Pull out every line of the material below that contains the string "road".

Rows of bounding box annotation data
--*--

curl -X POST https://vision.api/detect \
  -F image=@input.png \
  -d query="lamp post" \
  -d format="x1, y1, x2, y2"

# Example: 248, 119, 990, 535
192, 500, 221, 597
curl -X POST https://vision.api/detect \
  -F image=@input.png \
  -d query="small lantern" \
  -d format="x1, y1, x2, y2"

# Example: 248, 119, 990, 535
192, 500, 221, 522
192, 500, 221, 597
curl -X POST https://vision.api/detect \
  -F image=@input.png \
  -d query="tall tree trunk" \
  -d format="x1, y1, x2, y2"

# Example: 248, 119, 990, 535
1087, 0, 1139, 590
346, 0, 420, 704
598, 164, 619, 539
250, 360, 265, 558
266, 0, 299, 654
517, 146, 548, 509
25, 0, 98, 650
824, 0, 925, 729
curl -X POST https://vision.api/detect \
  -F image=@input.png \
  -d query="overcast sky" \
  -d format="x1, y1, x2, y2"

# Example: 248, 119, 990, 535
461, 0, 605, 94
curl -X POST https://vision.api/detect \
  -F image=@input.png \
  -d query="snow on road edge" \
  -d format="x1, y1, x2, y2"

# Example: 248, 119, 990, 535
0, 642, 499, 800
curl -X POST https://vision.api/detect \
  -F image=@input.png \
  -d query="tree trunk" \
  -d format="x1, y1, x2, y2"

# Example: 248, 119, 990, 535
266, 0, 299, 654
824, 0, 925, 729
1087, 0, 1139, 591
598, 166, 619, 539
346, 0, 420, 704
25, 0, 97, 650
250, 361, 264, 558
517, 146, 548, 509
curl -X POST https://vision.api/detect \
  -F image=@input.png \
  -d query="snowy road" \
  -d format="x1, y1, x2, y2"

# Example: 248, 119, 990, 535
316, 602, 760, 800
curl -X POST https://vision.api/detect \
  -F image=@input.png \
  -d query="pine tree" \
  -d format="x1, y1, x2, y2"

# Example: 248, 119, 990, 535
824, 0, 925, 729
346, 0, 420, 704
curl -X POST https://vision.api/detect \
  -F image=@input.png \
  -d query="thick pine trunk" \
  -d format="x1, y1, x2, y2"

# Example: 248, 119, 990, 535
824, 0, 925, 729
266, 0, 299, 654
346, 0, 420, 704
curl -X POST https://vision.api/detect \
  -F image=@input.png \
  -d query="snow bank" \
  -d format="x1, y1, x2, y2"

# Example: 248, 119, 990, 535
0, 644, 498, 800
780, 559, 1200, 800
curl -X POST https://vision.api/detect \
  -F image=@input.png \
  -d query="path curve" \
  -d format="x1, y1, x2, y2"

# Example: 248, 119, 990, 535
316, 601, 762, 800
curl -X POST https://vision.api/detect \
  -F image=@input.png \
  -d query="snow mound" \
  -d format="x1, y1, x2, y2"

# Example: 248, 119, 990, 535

--*--

■ Exercise answer:
  -d query="snow on road edge" \
  -d query="snowy road" \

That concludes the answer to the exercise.